**HOW TO COMPLETE THIS TASK**.
Retype the entries below exactly, but begin at the line containing "Point to the dark curly" and end at the last line.

-*-*-

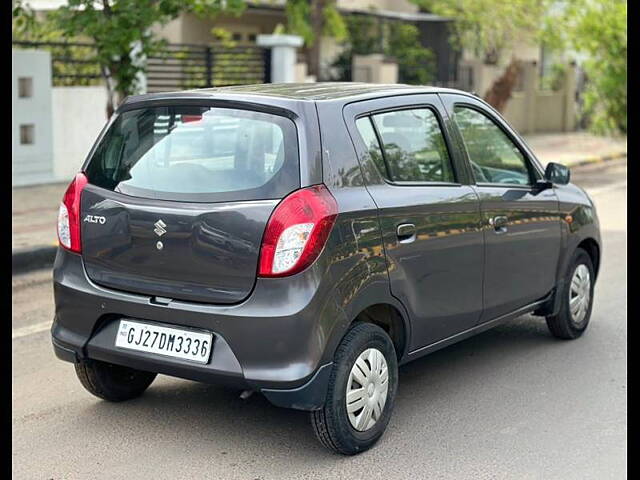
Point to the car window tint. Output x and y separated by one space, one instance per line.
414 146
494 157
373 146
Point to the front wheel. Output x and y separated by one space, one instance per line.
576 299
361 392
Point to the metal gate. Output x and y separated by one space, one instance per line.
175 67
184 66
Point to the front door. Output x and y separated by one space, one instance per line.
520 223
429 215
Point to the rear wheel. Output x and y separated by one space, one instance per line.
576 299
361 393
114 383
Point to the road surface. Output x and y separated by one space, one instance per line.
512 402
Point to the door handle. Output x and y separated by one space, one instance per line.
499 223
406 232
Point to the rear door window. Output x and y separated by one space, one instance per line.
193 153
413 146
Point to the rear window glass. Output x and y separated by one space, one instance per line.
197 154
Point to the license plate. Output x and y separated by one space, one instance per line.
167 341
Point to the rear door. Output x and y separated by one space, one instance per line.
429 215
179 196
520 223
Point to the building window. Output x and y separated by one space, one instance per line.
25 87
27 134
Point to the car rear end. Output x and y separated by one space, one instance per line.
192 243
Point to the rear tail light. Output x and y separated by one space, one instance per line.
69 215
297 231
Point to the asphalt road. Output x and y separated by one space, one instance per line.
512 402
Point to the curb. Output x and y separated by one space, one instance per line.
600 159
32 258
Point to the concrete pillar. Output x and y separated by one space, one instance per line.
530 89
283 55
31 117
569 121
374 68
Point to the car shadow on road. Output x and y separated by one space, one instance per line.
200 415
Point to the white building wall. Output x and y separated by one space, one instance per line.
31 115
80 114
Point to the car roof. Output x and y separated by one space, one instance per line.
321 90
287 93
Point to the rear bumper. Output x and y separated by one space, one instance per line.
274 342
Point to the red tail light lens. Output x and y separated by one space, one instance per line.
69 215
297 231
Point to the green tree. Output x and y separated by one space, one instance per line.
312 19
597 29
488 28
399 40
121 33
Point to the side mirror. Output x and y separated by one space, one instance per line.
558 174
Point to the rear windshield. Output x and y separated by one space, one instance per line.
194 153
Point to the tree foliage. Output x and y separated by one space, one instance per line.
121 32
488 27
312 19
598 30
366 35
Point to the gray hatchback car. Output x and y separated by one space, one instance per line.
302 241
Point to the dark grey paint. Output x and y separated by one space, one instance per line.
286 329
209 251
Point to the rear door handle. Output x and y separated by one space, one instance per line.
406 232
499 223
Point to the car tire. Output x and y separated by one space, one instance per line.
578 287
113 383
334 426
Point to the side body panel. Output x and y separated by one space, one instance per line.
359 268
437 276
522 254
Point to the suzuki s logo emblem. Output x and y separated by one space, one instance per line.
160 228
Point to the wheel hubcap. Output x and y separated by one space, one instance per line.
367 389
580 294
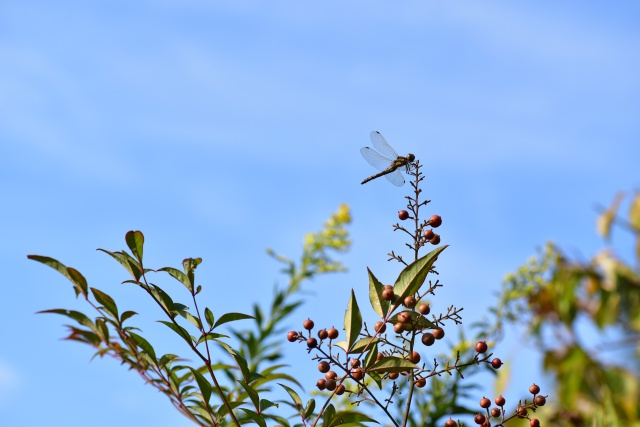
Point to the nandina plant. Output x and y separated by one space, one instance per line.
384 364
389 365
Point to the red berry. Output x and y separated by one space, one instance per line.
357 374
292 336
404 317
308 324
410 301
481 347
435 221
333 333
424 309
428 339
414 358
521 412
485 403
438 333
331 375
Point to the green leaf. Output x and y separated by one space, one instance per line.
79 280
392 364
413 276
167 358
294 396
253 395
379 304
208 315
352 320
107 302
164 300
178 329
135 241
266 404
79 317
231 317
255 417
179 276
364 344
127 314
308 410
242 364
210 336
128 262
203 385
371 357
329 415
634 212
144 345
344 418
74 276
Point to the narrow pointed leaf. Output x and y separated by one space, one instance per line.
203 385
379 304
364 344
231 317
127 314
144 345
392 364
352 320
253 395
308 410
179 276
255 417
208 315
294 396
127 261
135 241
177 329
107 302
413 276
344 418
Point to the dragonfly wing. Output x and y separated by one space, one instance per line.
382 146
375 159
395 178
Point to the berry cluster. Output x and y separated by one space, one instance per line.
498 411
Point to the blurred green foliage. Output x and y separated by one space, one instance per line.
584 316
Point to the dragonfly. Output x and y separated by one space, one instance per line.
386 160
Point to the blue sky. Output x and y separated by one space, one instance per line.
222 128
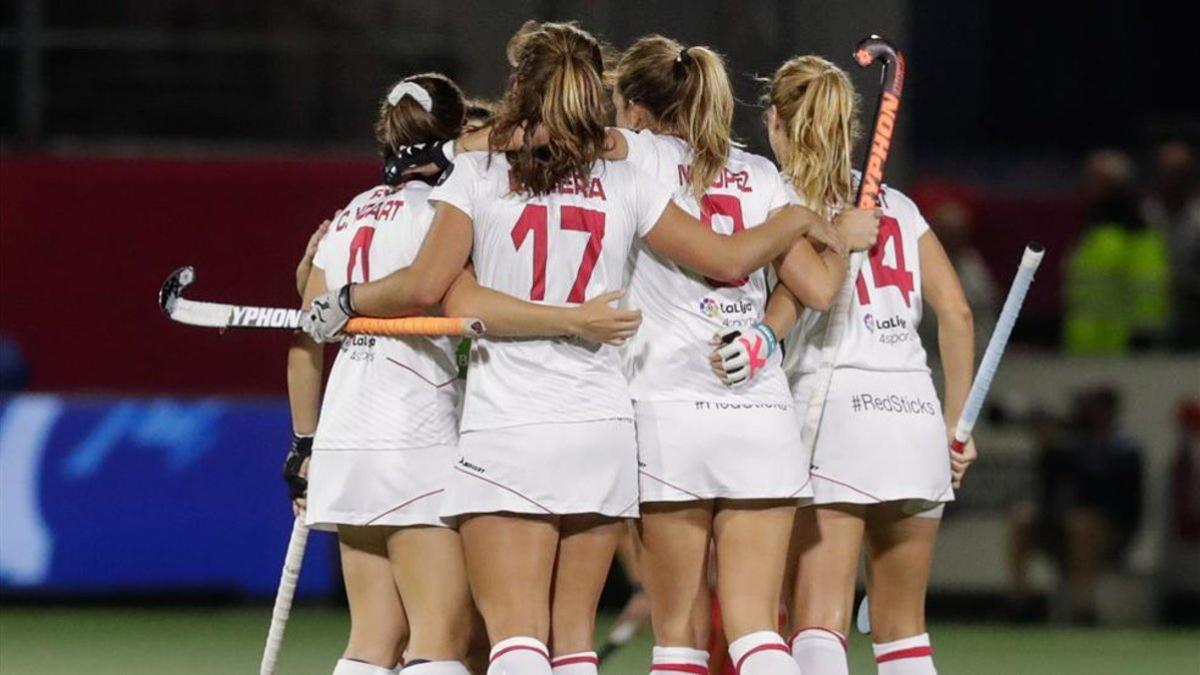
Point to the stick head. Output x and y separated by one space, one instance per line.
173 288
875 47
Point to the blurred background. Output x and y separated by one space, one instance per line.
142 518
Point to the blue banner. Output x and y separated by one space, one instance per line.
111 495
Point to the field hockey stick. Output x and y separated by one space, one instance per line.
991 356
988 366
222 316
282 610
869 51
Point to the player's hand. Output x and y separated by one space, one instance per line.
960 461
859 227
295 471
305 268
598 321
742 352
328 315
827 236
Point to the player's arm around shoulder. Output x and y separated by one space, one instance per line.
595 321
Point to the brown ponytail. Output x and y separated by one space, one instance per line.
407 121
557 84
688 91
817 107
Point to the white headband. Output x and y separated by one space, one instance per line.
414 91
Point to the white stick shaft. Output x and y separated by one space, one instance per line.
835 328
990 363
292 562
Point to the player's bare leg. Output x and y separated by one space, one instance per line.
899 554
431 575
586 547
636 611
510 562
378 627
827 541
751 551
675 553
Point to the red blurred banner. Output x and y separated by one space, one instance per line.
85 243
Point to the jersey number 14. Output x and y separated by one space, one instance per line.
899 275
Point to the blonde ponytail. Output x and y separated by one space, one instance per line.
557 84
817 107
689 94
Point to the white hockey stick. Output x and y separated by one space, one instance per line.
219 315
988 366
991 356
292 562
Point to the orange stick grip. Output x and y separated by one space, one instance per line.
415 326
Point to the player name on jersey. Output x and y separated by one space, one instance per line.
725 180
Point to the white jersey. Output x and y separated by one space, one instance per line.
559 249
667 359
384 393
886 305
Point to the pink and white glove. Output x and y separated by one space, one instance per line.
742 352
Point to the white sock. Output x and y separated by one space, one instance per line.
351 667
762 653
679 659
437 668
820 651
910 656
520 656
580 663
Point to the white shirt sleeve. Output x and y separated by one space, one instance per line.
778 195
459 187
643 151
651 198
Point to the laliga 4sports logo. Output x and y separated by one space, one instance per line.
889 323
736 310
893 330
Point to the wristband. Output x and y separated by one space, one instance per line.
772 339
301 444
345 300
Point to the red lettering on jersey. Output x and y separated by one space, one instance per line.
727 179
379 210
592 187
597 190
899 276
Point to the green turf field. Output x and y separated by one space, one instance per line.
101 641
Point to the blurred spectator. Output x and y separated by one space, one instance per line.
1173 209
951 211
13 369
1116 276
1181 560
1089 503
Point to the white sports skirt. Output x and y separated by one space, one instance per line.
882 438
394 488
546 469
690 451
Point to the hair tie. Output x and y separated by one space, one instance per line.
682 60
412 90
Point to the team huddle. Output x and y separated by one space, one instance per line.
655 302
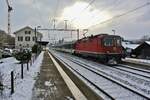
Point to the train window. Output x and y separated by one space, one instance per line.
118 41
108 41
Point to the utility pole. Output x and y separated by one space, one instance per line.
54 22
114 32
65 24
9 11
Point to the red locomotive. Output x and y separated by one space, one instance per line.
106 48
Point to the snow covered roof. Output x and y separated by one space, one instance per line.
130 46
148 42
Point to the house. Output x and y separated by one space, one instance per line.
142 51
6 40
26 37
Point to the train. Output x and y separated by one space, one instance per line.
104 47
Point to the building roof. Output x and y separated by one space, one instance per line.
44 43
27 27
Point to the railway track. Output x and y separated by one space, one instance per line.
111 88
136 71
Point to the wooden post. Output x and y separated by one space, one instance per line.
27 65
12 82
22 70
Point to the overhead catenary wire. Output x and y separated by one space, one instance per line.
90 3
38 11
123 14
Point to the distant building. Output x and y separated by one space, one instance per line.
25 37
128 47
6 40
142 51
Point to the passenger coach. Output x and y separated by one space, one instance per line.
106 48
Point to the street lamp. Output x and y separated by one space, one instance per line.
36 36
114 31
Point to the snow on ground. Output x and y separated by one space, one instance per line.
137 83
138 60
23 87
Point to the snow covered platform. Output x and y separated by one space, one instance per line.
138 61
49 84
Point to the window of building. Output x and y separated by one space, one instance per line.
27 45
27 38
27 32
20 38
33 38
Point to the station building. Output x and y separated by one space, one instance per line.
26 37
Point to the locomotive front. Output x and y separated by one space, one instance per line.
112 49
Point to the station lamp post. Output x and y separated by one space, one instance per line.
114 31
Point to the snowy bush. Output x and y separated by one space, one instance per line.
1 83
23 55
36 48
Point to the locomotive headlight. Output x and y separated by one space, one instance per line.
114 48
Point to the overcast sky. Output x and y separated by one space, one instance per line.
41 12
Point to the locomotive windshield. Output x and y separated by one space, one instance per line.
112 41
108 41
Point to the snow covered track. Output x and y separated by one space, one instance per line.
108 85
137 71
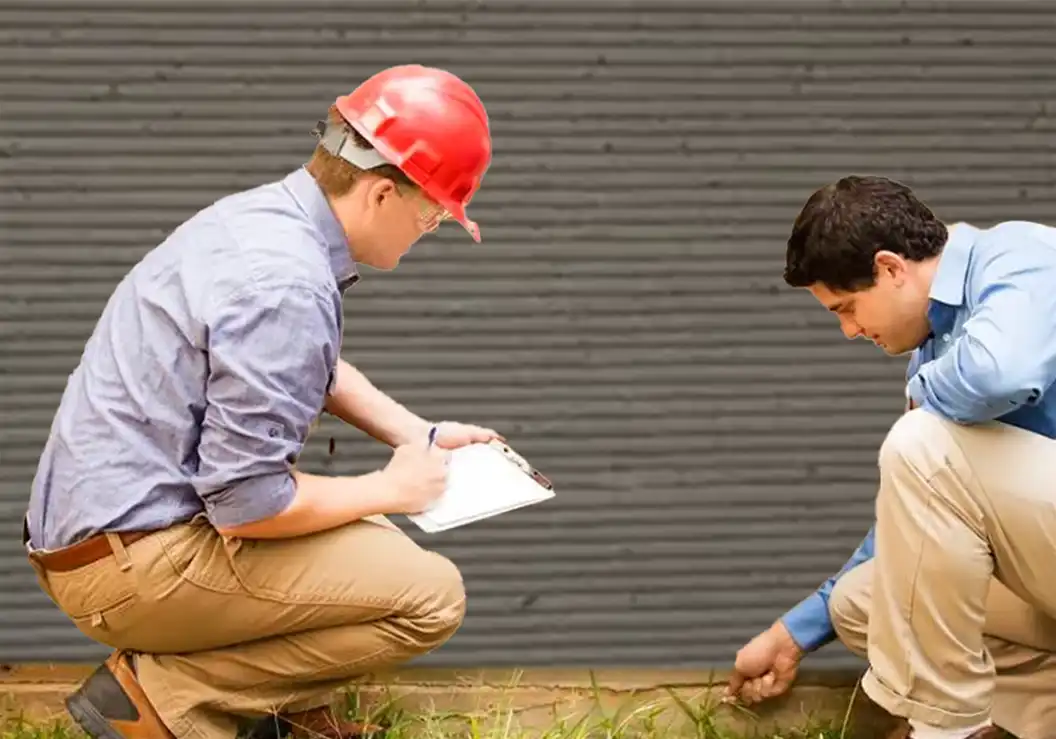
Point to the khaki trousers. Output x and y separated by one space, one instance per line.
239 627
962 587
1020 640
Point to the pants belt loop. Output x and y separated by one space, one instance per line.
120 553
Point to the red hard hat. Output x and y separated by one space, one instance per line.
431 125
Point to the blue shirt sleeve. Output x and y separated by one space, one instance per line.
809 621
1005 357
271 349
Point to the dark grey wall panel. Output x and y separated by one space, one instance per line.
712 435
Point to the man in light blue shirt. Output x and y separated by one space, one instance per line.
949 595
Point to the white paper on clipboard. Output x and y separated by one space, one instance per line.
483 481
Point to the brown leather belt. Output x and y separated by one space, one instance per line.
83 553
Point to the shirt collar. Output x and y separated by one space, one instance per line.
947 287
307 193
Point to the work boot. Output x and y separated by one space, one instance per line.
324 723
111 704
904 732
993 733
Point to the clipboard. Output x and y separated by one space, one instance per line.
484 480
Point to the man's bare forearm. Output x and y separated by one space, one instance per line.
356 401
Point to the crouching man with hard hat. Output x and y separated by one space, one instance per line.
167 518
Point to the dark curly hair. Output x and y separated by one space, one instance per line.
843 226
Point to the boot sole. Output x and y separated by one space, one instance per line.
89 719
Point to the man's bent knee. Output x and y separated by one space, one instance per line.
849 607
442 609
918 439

-*-*-

**WRITTEN SOLUTION**.
Point to the dark curly hair. Output x and y separated by one space, one instance per line.
843 226
Point to the boot sole. Output x and y separated by one space, one instance per line.
89 719
Point to the man's bent knee. Output x and y separated by one space, one instance per line.
849 607
442 609
918 439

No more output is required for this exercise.